**Passage shown**
━━━━━━━━━━━━━━━━━━━━
Business Reengineering Revisited

X-Engineering the Corporation: Reinventing Your Business in the Digital Age

James Champy

Warner Business Books, 2002

232 pages; $29.95

ISBN: 0-446-52800-5

Business author James Champy gained widespread renown with his first book, Reengineering the Corporation. With over 2.5 million copies sold worldwide, the best seller led legions of business executives back to the drawing board to rebuild the processes and cultures that gave life to their companies.

In his latest work, X-Engineering the Corporation: Reinventing your Business in the Digital Age, Champy shares his views on how forward-thinking organizations are developing new ways of doing business by embracing the capabilities of a world of free-flowing information and products.

Champy's X-Engineering concept calls for business to turn competitors into allies by sharing goals and avoiding overlap for mutual prosperity, without sacrificing proprietary information. The nature of competition today, Champy asserts, is leading many companies to the conclusion that cooperation is a better path to success. With companies collaborating and sharing information regarding process improvements, redundancies can be eliminated, waste can be reduced, and potentially billions of dollars can be saved.

The path to the X-Engineering process, Champy writes, begins with the answers to three questions. First, how must a company change? Second, what will the benefit be? And third, with whom should we collaborate? With the answers to those questions in hand, Champy says the three Ps of the X-Engineering triangle are formed: process, proposition, and participation.

The points raised by Champy are well-illustrated in the book with real-world examples. He describes in detail, for instance, how EMC Corp., by listening to its customers and responding, launched new products in rapid fashion, innovated faster, created less expensive manufacturing methods, and broke new barriers in customer service. The result was one of the fastest corporate growth cycles in business history.

In its conclusion, Champy warns that X-Engineering is by no means a final destination for business advancement. It does, though, set the stage for the ongoing nurturing of innovation. This innovation will be supported by a flow of information, largely enabled by the emergence of technologies such at the Internet. The X-Engineering process, he notes, takes business to "a place where information technology supports and improves the human potential, and where work has been designed to make it less of a burden and more of a joy."
━━━━━━━━━━━━━━━━━━━━
**Data shown**

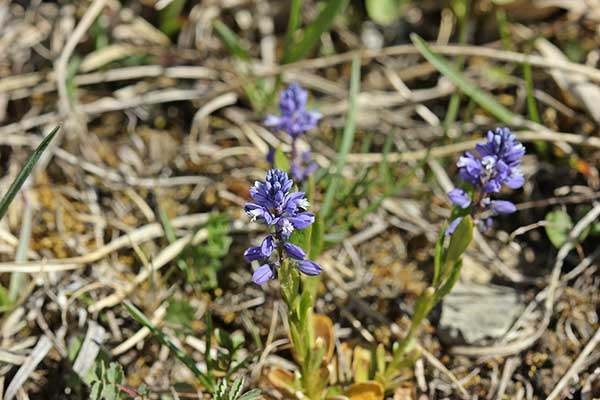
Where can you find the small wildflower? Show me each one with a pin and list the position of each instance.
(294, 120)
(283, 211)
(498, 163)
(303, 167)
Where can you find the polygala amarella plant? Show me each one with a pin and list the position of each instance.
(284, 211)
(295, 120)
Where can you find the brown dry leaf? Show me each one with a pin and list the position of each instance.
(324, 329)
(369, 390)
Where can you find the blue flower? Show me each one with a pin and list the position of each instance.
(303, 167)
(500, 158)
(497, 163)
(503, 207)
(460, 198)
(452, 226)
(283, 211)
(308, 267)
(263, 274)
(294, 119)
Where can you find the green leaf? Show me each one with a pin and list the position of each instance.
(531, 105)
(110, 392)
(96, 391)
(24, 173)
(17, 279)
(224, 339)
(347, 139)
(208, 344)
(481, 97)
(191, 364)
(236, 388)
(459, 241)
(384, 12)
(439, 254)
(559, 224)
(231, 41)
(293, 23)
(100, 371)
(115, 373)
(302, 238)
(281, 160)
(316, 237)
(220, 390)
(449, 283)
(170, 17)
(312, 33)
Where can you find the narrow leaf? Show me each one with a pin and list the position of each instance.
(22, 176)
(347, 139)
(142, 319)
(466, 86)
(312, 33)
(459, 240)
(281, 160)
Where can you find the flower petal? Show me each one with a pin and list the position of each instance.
━━━━━━━━━━━━━━━━━━━━
**Challenges**
1. According to the book review, what are the three Ps of the X-Engineering triangle?
2. Show every line of the records that contains the word "leaf". Case counts.

**Outputs in order**
1. Process, proposition, and participation.

2.
Where can you find the brown dry leaf? Show me each one with a pin and list the position of each instance.
Where can you find the green leaf? Show me each one with a pin and list the position of each instance.
Where can you find the narrow leaf? Show me each one with a pin and list the position of each instance.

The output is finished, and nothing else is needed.